## Task details
Write out every entry exactly as it appears, omitting the pictures.

(Point localization data)
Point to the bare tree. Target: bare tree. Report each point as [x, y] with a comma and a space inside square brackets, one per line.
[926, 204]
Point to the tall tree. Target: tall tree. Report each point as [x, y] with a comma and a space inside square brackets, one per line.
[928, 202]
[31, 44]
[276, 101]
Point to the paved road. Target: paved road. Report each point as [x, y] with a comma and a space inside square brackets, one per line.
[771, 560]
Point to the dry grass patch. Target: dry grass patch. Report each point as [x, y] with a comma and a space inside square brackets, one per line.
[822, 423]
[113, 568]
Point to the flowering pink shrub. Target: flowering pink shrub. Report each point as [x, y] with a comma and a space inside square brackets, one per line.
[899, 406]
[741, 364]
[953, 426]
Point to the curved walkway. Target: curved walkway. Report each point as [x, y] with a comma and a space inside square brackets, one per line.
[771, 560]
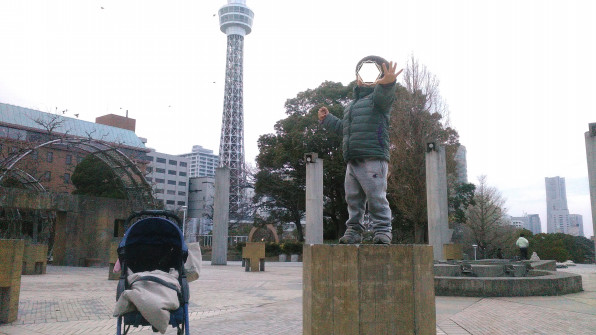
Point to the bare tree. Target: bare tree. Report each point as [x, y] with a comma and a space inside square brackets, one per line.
[418, 117]
[486, 220]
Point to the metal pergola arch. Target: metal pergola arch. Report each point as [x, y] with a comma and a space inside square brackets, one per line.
[137, 188]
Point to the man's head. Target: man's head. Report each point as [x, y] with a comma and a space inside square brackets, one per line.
[369, 69]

## Exercise result
Point to the bare tree. Target: bare tree. Report each point as [x, y] with a comma and a space inside square brackets, one per line.
[926, 204]
Point to the tall tree. Target: tall tree. Report each point as [x, y] with a comma and a space inside square brackets, one per line.
[928, 202]
[31, 44]
[276, 101]
Point to the paved road. Target: paved road. Report each point as [x, y] with a comma and a space inside square brackets, one per line.
[771, 560]
Point to the dry grass patch. Target: dry grass patch. Report each point as [x, y] with a comma and a space inside square brackets, one per line.
[822, 423]
[113, 568]
Point to the flowering pink shrub. Target: flowering pink shrub. Report each point as [x, y] with a comma and a space inside square brackets, one per line.
[899, 406]
[741, 364]
[953, 426]
Point to the curved walkway. Target: curved walkway. Report each point as [x, y] with a comma and a space inside square brackets, one per line.
[771, 560]
Point to the bare tree. Target: bare tree. Report each point as [x, y] with a comma and a space inside square brackets, one per line.
[418, 117]
[486, 220]
Point to the metal pergola arch. Target: metal pergola arch. Report each point as [x, y] with a comma and a space inside square brackets, one per line.
[137, 188]
Point to the man's head. Target: man's head. Report each point as [x, y] with a comma and a space inside square brackets, one per line.
[369, 69]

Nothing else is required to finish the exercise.